TASK PROMPT:
Your task is to reproduce exactly the lines from the line with "Target: stadium entrance" through the end of the records below.

(Collection entries)
◆ ◆ ◆ ◆ ◆ ◆ ◆
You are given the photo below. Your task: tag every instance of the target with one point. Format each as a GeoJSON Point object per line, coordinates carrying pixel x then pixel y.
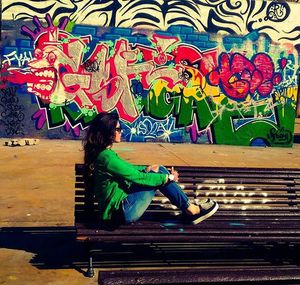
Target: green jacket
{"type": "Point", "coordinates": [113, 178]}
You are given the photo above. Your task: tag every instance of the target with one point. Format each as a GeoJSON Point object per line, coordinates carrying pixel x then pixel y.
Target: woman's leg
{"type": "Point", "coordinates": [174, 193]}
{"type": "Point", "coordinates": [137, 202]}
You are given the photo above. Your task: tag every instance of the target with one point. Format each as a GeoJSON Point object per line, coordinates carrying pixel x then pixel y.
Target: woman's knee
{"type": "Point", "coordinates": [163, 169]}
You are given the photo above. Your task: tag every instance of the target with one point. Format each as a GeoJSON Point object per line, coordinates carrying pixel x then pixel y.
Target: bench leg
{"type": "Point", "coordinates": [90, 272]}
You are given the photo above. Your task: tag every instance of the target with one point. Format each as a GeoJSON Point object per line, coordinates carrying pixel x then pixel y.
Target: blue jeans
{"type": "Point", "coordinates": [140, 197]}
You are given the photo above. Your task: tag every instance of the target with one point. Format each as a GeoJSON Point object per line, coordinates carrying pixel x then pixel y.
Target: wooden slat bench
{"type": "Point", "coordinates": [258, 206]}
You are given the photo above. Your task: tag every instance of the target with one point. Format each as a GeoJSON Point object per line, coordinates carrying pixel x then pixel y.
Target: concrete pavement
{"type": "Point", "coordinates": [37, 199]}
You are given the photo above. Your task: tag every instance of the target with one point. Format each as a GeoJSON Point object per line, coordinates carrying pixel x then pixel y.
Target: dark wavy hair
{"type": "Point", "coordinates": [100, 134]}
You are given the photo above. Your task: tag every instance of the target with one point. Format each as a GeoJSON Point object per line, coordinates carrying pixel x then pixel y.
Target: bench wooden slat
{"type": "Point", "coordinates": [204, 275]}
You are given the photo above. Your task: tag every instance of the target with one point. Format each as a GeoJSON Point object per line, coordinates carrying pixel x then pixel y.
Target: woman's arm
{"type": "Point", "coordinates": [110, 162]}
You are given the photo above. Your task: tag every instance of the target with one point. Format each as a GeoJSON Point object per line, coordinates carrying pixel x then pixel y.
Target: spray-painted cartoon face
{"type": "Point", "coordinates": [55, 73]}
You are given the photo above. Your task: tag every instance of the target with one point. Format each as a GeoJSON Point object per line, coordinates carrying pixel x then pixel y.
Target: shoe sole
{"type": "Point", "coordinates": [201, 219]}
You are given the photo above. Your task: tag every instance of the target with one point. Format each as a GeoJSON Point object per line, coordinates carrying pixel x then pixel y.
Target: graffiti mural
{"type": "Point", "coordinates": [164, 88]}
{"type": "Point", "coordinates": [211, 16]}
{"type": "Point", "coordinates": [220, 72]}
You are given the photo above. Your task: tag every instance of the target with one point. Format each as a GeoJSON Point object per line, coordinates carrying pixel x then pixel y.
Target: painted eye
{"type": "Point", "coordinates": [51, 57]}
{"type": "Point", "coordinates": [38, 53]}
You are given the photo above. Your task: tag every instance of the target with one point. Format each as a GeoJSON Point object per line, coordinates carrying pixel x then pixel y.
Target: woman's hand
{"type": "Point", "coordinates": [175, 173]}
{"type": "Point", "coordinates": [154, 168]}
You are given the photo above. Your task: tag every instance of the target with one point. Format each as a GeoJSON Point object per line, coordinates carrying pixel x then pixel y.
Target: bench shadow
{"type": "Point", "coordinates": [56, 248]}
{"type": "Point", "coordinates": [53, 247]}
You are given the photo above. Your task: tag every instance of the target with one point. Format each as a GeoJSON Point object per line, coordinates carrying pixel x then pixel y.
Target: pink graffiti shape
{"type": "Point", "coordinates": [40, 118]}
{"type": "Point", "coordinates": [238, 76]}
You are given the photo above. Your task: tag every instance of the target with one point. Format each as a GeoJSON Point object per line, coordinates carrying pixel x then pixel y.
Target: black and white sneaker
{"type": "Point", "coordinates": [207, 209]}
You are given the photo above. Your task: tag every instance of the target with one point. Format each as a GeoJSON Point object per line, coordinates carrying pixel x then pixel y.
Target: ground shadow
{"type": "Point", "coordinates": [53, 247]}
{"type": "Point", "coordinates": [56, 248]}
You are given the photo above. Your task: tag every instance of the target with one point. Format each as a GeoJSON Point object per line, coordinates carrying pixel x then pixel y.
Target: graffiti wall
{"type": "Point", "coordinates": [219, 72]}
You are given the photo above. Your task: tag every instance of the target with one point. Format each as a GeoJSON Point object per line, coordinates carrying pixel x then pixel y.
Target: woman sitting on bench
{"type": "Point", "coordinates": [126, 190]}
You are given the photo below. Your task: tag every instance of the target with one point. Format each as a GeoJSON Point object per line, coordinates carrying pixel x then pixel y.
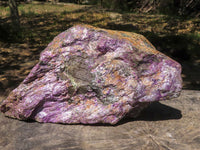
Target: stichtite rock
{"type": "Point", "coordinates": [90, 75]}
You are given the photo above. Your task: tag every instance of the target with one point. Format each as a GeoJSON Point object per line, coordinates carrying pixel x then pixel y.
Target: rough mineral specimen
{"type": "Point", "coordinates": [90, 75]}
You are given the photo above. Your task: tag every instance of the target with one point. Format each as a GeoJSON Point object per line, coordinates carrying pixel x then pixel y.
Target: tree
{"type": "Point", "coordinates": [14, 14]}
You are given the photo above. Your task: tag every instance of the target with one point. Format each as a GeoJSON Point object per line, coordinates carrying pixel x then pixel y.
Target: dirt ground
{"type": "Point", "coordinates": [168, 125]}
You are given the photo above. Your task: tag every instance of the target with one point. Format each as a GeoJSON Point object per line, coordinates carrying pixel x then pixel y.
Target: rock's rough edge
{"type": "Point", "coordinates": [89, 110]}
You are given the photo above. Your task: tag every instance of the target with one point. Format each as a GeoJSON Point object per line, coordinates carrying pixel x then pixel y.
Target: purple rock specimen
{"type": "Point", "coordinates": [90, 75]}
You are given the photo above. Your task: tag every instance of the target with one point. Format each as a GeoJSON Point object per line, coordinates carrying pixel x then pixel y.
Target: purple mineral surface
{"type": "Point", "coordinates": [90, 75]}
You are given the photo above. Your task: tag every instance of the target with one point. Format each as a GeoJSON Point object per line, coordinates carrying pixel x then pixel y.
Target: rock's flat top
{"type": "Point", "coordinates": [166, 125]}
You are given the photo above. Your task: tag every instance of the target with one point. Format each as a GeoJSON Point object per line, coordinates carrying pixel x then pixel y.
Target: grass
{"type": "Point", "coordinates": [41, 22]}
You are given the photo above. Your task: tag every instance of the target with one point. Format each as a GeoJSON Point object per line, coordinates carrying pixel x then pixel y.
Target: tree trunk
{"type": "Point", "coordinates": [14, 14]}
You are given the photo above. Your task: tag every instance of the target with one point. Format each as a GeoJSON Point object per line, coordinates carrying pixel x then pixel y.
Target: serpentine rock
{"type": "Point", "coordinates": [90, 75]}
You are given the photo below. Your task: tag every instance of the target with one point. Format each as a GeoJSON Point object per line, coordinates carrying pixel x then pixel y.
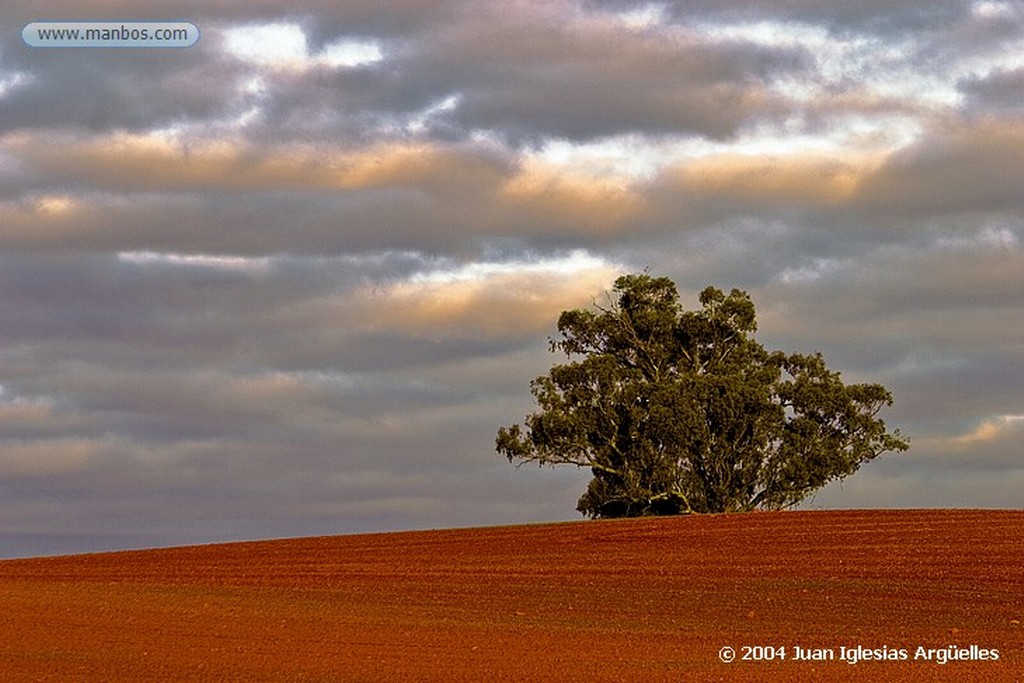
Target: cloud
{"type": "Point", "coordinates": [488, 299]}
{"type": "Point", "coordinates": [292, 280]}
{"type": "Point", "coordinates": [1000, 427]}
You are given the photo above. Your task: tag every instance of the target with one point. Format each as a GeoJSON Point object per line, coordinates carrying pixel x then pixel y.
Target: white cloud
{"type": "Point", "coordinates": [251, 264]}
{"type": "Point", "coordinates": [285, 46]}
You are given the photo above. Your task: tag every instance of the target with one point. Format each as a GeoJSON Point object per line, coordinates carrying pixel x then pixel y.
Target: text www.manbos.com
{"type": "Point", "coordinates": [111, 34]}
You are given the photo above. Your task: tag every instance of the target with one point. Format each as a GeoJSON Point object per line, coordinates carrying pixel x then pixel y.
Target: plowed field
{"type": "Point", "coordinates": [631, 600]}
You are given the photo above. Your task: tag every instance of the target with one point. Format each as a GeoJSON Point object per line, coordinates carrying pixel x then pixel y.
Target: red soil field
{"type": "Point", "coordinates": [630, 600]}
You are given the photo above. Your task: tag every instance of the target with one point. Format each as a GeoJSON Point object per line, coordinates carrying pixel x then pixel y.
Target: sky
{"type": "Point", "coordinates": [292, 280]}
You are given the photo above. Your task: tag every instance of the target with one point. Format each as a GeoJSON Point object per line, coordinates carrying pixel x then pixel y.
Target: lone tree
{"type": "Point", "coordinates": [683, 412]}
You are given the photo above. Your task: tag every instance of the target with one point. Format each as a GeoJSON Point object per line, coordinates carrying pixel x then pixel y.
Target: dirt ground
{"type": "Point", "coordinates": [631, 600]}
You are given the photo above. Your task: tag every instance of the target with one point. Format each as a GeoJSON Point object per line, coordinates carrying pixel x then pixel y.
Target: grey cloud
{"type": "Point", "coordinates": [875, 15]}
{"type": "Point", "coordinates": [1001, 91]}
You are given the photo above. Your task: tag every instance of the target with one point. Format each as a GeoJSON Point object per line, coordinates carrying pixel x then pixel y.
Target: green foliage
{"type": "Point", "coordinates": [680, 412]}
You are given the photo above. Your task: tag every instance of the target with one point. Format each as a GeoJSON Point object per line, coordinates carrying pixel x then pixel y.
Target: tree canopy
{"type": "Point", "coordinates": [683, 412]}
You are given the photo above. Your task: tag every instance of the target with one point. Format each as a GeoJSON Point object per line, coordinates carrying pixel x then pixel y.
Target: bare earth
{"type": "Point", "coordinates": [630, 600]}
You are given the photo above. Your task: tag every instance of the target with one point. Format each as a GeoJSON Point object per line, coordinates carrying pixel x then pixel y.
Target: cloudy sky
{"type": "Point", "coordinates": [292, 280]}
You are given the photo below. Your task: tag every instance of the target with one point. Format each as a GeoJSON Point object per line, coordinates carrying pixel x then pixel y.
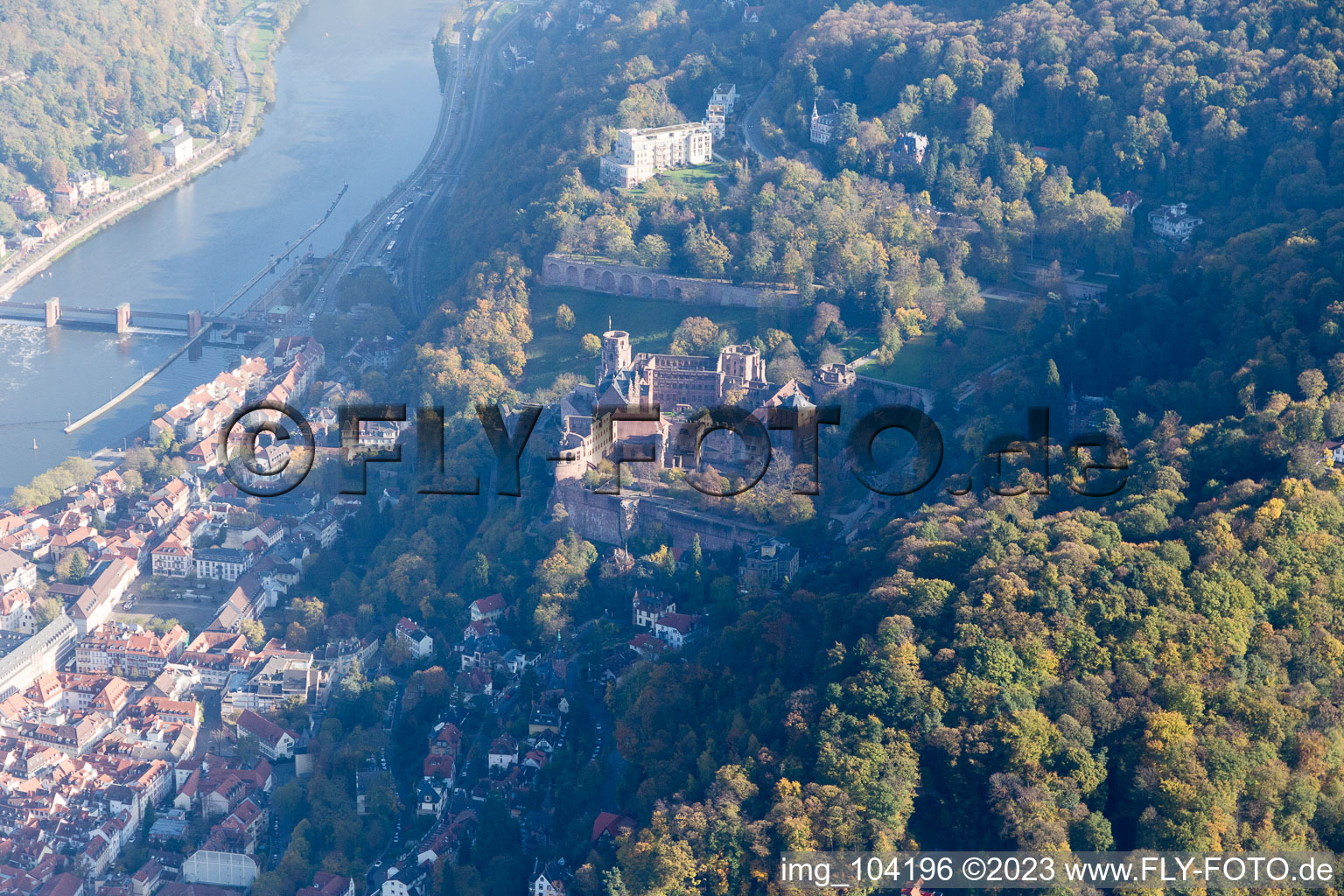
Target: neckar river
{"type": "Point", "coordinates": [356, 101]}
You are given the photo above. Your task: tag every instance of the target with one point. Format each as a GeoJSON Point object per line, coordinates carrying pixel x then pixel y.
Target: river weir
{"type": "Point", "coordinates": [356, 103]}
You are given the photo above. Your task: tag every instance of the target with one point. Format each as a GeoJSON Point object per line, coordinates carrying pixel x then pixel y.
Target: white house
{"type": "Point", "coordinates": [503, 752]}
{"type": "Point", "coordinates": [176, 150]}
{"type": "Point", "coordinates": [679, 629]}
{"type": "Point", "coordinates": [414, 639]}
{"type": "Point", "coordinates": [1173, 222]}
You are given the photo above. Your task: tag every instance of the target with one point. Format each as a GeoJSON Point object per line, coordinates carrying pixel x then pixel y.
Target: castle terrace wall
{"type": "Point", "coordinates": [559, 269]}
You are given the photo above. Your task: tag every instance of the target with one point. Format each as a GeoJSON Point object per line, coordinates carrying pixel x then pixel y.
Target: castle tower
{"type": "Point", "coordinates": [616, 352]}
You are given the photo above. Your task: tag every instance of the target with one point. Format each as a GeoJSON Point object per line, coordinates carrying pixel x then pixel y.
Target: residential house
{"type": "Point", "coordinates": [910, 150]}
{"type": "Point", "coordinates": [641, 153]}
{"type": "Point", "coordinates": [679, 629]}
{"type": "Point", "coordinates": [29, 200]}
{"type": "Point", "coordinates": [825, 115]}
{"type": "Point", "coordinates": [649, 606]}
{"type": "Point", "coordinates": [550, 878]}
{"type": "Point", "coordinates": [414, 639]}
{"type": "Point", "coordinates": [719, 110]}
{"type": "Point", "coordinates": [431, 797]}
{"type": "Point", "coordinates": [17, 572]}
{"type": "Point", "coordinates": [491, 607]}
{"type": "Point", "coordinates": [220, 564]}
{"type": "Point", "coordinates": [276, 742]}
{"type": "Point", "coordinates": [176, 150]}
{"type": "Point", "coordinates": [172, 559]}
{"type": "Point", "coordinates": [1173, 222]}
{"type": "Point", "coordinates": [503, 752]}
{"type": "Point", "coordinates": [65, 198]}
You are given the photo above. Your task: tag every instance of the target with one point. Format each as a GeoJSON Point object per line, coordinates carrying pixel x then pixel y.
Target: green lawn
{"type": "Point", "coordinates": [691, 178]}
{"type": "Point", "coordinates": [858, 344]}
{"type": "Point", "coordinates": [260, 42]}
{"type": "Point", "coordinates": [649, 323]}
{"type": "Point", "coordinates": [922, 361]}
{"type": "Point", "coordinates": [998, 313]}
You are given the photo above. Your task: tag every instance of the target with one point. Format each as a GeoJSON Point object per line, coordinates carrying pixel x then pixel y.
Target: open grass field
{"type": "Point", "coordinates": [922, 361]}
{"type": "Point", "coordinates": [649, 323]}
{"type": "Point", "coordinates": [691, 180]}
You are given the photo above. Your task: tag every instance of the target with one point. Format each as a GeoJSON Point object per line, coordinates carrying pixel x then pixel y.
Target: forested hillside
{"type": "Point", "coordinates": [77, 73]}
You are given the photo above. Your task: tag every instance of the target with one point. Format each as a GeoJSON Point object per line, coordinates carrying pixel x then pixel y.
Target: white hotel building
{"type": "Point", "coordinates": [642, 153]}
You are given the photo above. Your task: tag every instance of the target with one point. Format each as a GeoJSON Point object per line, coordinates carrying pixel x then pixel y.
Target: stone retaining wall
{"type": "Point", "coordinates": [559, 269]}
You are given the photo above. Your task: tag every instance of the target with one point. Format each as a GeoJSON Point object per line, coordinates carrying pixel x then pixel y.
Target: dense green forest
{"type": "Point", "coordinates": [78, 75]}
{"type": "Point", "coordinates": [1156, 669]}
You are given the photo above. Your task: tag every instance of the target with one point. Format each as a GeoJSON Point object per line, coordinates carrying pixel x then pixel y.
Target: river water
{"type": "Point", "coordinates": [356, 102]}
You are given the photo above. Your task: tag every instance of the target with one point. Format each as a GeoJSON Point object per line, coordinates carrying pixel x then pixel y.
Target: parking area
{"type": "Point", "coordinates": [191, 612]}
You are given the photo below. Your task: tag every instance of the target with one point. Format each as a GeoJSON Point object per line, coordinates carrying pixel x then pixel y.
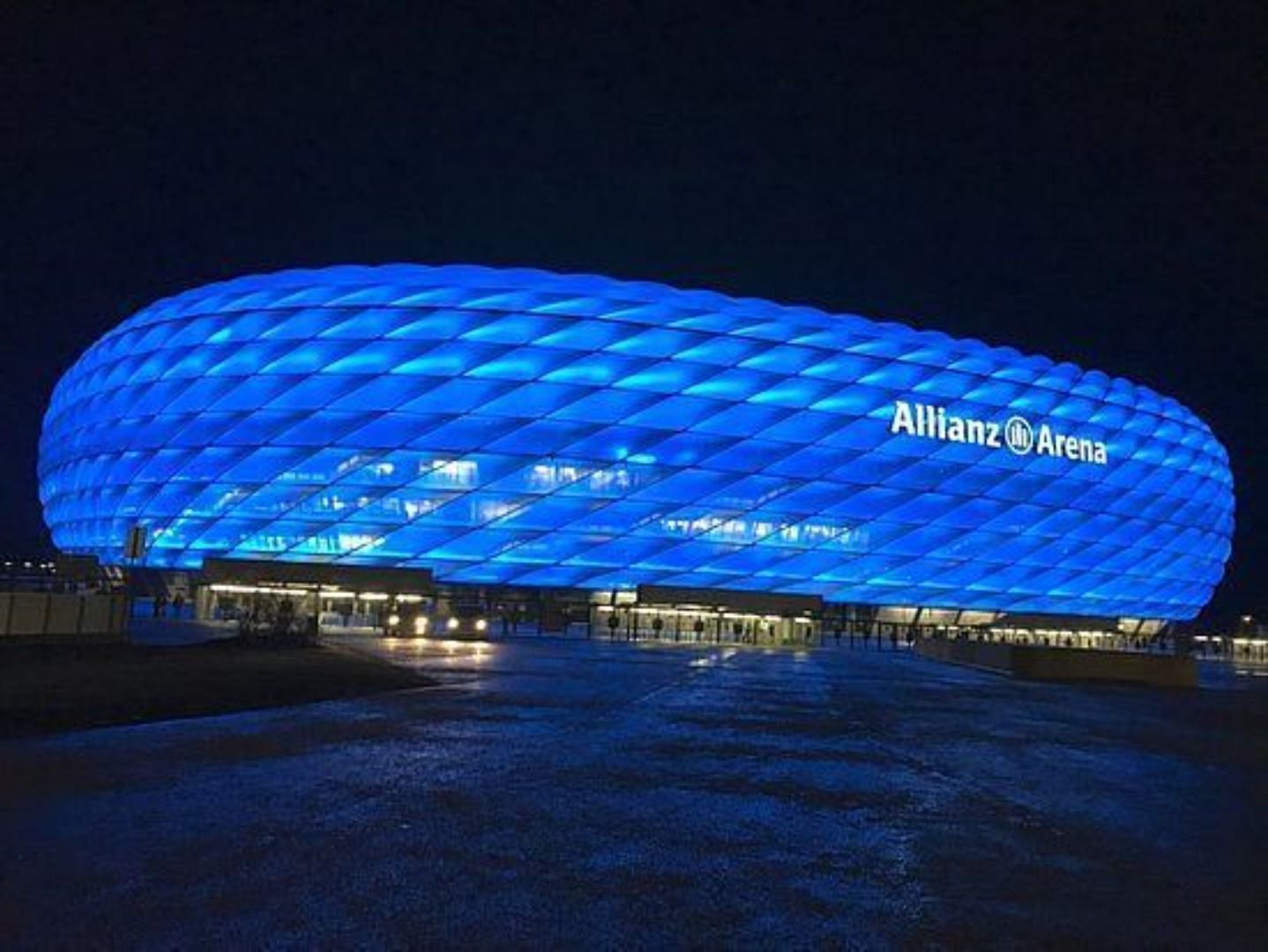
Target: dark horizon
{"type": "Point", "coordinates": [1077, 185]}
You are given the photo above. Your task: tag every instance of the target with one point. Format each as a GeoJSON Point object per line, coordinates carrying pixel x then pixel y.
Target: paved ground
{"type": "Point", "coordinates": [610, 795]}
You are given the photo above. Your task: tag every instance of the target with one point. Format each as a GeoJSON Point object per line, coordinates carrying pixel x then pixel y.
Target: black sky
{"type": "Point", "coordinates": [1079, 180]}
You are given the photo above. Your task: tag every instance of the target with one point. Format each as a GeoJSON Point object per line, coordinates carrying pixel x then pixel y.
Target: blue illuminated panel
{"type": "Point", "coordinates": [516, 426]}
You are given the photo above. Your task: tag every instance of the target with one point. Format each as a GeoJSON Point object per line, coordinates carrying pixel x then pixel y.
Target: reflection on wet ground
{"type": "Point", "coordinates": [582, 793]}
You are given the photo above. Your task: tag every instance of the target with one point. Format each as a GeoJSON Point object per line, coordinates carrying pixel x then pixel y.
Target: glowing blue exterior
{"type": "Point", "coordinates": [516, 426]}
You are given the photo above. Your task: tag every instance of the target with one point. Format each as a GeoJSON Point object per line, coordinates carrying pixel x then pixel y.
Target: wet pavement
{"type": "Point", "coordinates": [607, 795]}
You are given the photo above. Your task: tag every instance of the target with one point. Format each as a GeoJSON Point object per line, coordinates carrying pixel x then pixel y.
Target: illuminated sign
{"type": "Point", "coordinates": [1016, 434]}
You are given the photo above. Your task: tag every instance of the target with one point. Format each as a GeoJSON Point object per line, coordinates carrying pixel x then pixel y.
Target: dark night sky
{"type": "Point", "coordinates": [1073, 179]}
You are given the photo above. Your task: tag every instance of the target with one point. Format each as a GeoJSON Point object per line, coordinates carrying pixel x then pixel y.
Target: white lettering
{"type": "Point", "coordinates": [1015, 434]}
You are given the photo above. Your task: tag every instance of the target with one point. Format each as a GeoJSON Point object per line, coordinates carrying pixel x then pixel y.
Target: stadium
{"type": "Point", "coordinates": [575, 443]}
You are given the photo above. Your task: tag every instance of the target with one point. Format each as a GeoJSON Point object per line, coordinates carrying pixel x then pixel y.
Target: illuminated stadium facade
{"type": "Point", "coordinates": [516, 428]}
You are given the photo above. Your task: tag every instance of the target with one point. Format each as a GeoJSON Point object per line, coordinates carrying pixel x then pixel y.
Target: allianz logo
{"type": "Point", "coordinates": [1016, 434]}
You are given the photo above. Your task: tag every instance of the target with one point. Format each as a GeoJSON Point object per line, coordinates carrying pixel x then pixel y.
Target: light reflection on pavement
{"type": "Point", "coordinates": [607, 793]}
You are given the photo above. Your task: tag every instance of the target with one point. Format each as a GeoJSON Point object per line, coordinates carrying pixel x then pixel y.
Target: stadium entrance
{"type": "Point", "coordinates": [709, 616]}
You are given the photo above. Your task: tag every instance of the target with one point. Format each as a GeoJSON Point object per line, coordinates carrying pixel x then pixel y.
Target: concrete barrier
◆ ◆ ◆ ◆ ◆ ◆ ◆
EXERCISE OUTPUT:
Target: stadium entrance
{"type": "Point", "coordinates": [709, 616]}
You are given the photo above. Your task: tag every instance of the target with one point. Format each as a GeoJSON Point object per line, coordinates carrying pixel x then pixel y.
Target: concrete barrier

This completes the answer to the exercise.